Point annotation records
/---

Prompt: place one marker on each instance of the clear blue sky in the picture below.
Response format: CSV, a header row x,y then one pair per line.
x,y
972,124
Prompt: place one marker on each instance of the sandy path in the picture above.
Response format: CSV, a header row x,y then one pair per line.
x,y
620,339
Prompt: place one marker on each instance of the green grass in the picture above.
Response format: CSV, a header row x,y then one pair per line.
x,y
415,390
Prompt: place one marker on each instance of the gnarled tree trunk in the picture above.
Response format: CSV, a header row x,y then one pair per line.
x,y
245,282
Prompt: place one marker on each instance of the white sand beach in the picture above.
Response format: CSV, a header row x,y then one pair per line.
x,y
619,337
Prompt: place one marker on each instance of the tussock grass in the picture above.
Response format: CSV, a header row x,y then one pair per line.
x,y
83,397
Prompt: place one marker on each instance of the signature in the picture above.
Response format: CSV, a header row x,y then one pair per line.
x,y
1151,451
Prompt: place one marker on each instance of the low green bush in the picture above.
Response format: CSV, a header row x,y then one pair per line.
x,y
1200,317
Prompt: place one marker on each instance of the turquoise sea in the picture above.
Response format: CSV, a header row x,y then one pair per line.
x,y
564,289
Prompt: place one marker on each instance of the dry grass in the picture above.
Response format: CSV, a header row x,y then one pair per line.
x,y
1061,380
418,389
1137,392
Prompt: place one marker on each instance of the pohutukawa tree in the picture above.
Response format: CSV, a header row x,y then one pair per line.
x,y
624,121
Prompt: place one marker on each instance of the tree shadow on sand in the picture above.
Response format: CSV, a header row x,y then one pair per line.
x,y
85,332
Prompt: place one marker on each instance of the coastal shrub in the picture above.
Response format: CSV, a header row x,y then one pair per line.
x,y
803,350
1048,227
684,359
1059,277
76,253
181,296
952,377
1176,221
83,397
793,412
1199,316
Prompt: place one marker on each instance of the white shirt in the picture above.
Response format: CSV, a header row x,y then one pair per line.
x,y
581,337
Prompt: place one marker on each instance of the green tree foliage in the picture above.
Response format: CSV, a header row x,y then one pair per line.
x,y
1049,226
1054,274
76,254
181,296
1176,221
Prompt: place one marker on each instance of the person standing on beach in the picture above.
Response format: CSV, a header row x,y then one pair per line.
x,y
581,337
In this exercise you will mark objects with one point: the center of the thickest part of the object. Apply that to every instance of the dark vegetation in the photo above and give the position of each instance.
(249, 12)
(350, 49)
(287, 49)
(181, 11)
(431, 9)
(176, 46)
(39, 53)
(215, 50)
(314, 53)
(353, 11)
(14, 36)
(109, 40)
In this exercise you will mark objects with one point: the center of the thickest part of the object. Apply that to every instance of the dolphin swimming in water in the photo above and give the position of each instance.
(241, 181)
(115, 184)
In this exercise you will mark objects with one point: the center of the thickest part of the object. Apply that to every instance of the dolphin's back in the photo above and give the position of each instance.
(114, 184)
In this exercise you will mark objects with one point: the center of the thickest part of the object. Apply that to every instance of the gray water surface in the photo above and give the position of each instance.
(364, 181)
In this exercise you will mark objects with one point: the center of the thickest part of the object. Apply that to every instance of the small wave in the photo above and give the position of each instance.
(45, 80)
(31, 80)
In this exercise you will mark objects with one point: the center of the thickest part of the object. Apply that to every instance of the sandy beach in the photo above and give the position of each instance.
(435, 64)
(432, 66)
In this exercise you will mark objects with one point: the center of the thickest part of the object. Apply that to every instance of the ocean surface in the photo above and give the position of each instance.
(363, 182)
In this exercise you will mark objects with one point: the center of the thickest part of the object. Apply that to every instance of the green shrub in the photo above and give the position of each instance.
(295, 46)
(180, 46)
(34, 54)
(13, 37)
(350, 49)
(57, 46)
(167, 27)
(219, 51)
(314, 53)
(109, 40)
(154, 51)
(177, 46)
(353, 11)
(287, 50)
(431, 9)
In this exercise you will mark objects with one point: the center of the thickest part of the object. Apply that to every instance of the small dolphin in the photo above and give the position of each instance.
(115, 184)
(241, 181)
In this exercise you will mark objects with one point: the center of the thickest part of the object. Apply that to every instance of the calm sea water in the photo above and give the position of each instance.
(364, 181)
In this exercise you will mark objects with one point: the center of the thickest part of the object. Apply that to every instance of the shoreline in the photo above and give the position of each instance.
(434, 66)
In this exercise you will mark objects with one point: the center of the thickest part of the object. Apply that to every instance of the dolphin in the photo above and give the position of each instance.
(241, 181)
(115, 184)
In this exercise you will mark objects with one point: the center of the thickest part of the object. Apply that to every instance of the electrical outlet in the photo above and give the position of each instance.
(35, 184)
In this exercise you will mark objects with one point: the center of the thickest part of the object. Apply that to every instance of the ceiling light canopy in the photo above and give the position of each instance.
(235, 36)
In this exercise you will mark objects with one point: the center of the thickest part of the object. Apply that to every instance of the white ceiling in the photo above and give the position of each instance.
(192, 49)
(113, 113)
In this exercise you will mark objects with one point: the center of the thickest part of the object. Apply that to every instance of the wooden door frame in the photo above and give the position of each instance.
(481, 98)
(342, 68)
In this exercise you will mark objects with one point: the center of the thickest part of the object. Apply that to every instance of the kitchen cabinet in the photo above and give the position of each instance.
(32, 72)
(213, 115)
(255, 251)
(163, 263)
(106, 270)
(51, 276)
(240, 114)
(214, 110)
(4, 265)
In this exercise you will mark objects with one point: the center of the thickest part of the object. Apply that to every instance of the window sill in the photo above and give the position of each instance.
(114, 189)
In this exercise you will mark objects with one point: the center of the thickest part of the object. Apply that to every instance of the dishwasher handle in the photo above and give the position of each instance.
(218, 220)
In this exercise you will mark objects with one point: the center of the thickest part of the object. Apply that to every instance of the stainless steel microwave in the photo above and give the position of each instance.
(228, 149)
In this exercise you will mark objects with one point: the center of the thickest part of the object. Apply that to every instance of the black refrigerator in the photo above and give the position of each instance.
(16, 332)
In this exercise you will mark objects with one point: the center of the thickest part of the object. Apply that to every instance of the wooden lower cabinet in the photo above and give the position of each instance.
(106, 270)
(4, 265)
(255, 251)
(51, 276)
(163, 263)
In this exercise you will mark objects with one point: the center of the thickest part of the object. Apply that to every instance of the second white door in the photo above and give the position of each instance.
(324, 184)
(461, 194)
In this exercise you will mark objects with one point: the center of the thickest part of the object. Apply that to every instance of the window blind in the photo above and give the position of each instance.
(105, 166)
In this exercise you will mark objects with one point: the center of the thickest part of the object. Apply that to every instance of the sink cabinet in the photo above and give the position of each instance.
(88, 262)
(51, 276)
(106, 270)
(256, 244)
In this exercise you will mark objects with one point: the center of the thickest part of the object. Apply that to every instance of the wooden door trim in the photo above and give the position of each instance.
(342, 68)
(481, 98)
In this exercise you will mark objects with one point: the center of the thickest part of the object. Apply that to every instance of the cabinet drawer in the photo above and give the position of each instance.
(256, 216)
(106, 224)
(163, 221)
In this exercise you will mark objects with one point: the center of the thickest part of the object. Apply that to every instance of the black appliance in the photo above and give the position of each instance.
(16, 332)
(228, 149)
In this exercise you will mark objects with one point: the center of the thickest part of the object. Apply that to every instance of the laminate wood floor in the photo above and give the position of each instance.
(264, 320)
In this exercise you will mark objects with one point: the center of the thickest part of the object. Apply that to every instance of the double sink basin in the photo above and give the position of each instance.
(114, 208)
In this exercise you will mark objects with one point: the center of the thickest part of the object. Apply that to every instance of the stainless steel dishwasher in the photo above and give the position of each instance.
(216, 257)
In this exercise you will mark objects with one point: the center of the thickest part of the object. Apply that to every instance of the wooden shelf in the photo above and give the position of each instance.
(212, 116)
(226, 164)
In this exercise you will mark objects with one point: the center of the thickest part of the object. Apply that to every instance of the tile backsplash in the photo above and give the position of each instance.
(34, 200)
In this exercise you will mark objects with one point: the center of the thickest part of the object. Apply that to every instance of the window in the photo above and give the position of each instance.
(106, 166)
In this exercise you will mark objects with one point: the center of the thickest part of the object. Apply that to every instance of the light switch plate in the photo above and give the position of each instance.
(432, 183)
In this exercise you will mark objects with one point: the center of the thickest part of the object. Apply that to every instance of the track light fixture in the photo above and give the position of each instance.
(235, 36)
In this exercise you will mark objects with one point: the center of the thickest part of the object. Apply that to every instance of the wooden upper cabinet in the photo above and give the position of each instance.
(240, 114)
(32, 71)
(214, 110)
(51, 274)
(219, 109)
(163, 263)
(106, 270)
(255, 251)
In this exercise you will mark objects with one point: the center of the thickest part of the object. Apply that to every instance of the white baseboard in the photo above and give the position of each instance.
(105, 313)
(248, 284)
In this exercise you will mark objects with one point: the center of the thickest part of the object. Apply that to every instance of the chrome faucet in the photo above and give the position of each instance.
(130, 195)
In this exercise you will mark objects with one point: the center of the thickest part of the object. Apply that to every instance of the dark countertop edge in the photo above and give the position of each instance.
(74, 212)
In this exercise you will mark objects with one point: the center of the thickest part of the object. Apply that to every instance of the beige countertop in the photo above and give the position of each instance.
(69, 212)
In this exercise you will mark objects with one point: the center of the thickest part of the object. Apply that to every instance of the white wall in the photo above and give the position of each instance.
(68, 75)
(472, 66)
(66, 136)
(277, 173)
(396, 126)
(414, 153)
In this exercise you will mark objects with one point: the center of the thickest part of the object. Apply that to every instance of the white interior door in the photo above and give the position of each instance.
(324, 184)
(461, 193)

\---

Directive
Exactly as written, give the line containing "of the beige" and all remaining lines of the records.

Answer to the exercise
In this exercise you will mark objects with one point: the center of the thickest part of the object. Apply that to every instance of the beige countertop in the photo above and give the position of each instance.
(69, 212)
In this exercise you will mark objects with one point: the center of the thickest part of the object. Apply that to every instance of the white wall in the photo above and give the position of each instance.
(68, 75)
(472, 66)
(66, 136)
(277, 173)
(396, 126)
(414, 153)
In this exercise you will mark objects with one point: the center of the thickest part of the object. Apply that to every instance of the white interior door in the photo above and give the position of each instance.
(324, 184)
(461, 193)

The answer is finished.